▸ Task item: Write what comes next in the travel piece about Saskatchewan's Crooked Forest and the Battlefords, starting after its last sentence.

▸ Reading text:
——

This is Saskatchewan's Crooked Forest, "a botanical mystery" in which a group of wild aspens bend and loop around each other.

"What causes the grove of trees to grow this way? No one really knows," reads a sign in the forest, also known as the Crooked Bush, near Hafford, Sask.

"Some say a flying saucer flew over the area and changed the chemistry of the earth beneath the roots."

University researchers suggest a genetic mutation may be the reason no tree grows straight for more than an arm's length.

Visitors strolling along a boardwalk find themselves ducking to avoid limbs that have stretched across the path. And be warned: according to folklore there are reports of people getting dizzy and light-headed in the forest.

"Only the brave go into the bush on the night of a full moon," reads the sign.

The forest is a short drive northeast of the Battlefords in a region where there is plenty to see besides strange trees.

The Battlefords, about an hour and a half northwest of Saskatoon, consist of the town of Battleford and the city of North Battleford, situated across from each other on the North Saskatchewan River. It's where the Prairies give way to lush green hills and the boreal forest, best appreciated through a geology tour of the area.

A 19-stop self-guided tour of geological formations takes in rivers, lakes, levees, sand dunes and an ancient glacial spillway.

In North Battleford, there's a walking tour that highlights the city's beginnings when the railway was built in the early 1900s.

But it's in the old town of Battleford where locals talk of myths and ghosts - and who would expect less in what is called the heart of Canada's old northwest.

"The start of what we know as the Prairie provinces, the root or the start of the Northwest Territories, happened right here in Battleford," says Battleford Mayor Chris Odishaw.

"From the battles, to the wars, to the negotiations, to the building of land with farmers getting their quarter section - it all started right here in Battleford. We're really rich in history."

Battleford was founded in 1875 as a fur trading post. The following year it was named the capital of the new North-West Territories.

——

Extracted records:
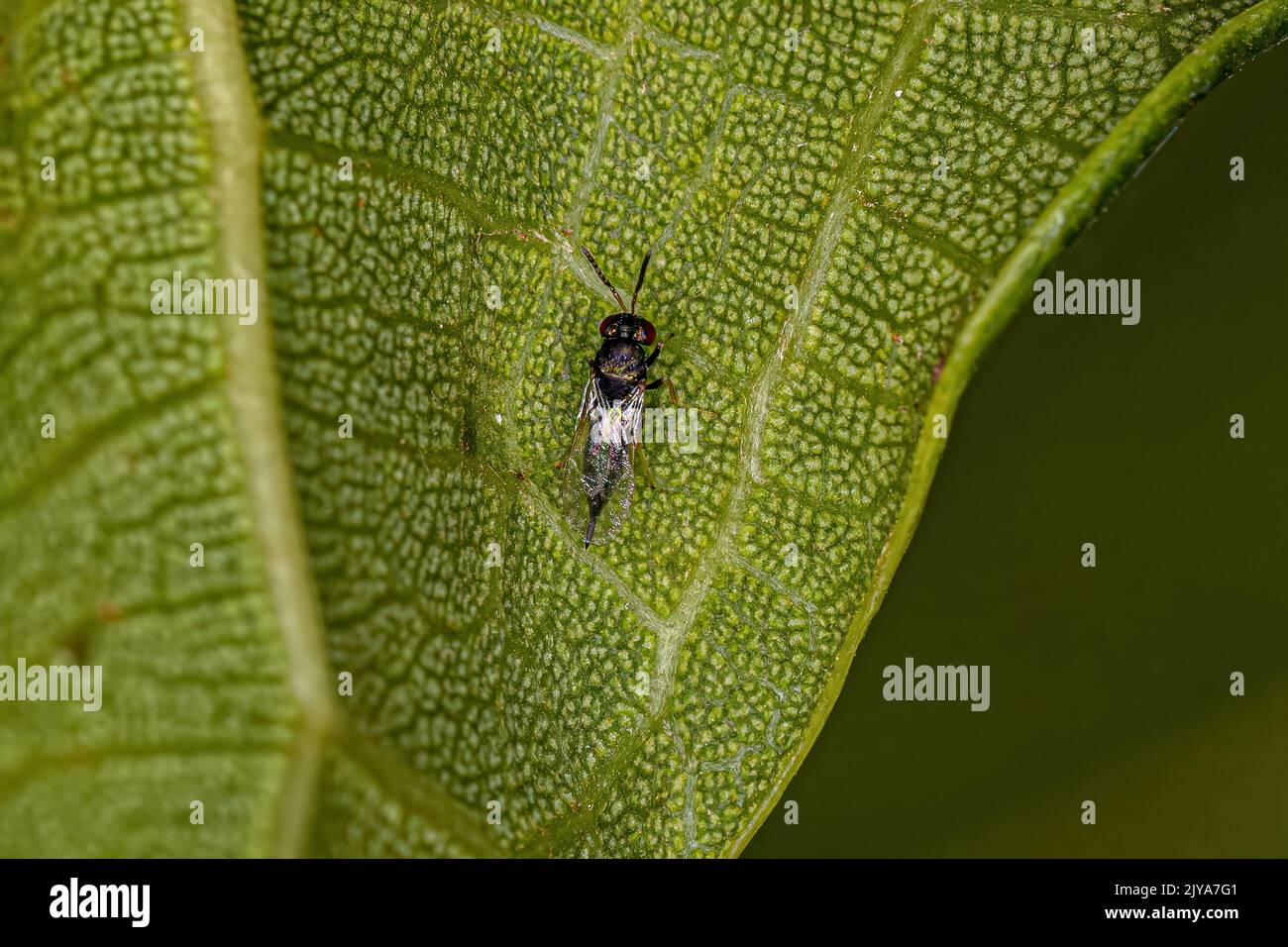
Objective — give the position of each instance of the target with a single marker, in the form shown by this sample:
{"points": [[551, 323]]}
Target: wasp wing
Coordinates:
{"points": [[597, 475]]}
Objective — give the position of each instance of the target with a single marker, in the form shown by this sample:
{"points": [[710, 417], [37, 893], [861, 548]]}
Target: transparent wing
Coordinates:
{"points": [[597, 475]]}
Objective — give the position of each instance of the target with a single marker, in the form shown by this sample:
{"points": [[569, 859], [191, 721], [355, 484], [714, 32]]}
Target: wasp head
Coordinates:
{"points": [[629, 326]]}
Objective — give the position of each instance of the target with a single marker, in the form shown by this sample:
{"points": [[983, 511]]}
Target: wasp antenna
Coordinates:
{"points": [[603, 278], [639, 279]]}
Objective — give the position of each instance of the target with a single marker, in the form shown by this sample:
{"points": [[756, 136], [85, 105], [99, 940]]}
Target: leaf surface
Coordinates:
{"points": [[846, 201]]}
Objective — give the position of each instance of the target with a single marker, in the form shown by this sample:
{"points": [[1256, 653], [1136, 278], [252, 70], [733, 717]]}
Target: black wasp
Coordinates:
{"points": [[606, 444]]}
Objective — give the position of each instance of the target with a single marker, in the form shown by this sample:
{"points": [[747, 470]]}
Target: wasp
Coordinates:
{"points": [[606, 445]]}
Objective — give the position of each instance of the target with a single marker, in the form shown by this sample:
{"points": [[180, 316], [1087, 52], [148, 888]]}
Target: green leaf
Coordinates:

——

▸ Answer to this task:
To walk through Fort Battleford is like stepping back in time. Cannon fire echoes through the fort and costumed staff tell stories of the settlement of the West as they wander through the fort's original buildings - where the ghost of a surgeon is said to haunt the officers' quarters.

The fort, built by the North-West Mounted Police at the junction of the Battle and North Saskatchewan rivers, is also the site of the largest mass hanging in Canadian history.

On Nov. 27, 1885, eight aboriginal men who were involved with the North-West Rebellion were tried for murder and hanged within the walls of the stockade. Their gravesite is just metres away, marked by teepee poles in a spot overlooking the river valley.

Odishaw acknowledges the site is not without controversy.

"The issue of creating a tourism site from a mass gravesite is not spiritually correct within the First Nations people, but yet it's part of our history," he said.

"None of us can be proud of what happened, but I think we all grow from past experience."

There have been reports of strange noises, some say war cries, heard in the area - but that may just be par for the course in the Battlefords.

Even the town hall, which once had an opera house upstairs, has a ghost, according to staff.

They say every once in a while the smell of cookies - chocolate chip cookies, specifically - wafts through the council chambers. Sometimes, there's the smell of a cigar around desks in the office area.

But no one is baking or smoking.

"It's Charlie," a town staffer says with a giggle. "That's what we call him."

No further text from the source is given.